_Task item_
I'd like an exact copy of only the lines from the start of the listing below through the line that holds "negative clicks: (490, 340)". Please keep the pictures out.
========
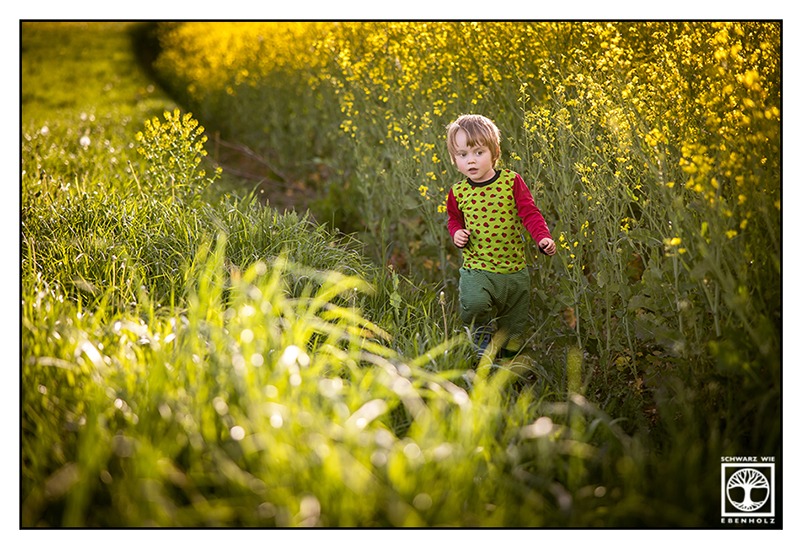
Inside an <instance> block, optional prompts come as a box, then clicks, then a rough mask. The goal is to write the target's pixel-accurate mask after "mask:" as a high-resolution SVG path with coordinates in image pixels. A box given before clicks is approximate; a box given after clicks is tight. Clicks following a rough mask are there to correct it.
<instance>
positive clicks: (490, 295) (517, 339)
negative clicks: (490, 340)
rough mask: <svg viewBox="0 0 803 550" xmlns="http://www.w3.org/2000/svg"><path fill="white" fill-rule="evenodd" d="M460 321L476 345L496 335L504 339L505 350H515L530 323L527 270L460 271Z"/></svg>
mask: <svg viewBox="0 0 803 550" xmlns="http://www.w3.org/2000/svg"><path fill="white" fill-rule="evenodd" d="M460 319H461V321H462V322H463V324H464V325H466V326H468V327H469V328H470V330H471V332H472V337H473V338H474V340H475V343H477V341H478V340H481V339H482V338H483V337H487V336H488V335H489V334H492V333H493V332H496V333H498V334H500V335H502V336H503V337H504V339H505V340H504V341H505V342H506V343H505V344H503V347H504V349H506V350H509V351H518V350H519V349H520V348H521V346H522V345H523V343H524V340H525V338H524V336H525V333H526V332H527V329H528V325H529V322H530V273H529V271H528V270H527V269H522V270H521V271H517V272H515V273H492V272H490V271H483V270H481V269H466V268H460ZM494 324H495V329H494V328H493V327H494ZM483 347H484V346H483Z"/></svg>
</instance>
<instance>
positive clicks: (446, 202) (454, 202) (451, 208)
mask: <svg viewBox="0 0 803 550" xmlns="http://www.w3.org/2000/svg"><path fill="white" fill-rule="evenodd" d="M446 213H447V214H448V215H449V222H448V224H447V227H448V229H449V235H450V236H451V237H452V239H454V234H455V233H456V232H457V231H459V230H460V229H465V228H466V220H465V219H464V218H463V212H462V211H461V210H460V207H459V206H458V205H457V199H456V198H455V196H454V193H453V192H452V190H451V189H449V195H448V196H447V197H446Z"/></svg>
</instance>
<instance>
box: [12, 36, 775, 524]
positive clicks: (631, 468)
========
_Your solution_
Inside an <instance> block, optional prompts come as a box, then clicks, then a rough mask. The goal is to write the target's pixel-accurate mask after "mask:" as a high-resolution SVG path with coordinates in image pixels. A box given before clicks is approximate; a box given after clicks is tight. Clicks following a rough mask are there to correct it.
<instance>
positive clicks: (490, 295) (517, 339)
negative clicks: (490, 340)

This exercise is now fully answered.